Activity. Pictures are to be left out, but please repeat each record exactly.

(Referring expression data)
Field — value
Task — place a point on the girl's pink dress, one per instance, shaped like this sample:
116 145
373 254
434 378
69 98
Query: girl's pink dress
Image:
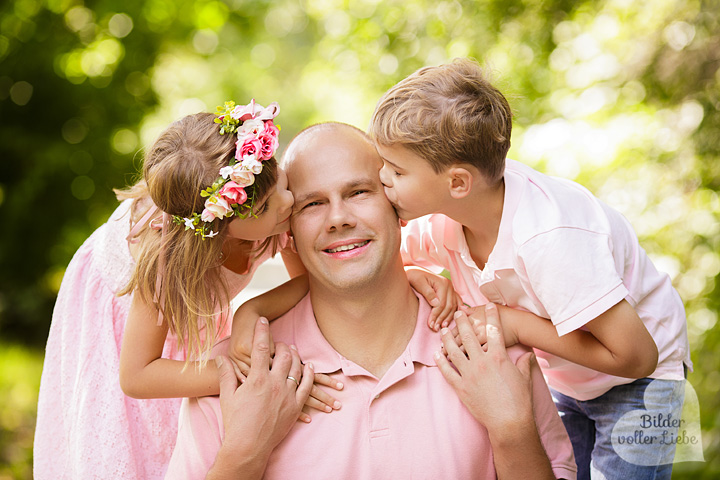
87 428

Reply to the task.
Field — value
Task — place a point on the girl's pink dress, one per instance, shaped like this sample:
116 145
373 254
434 378
69 98
Query: girl's pink dress
Image:
87 428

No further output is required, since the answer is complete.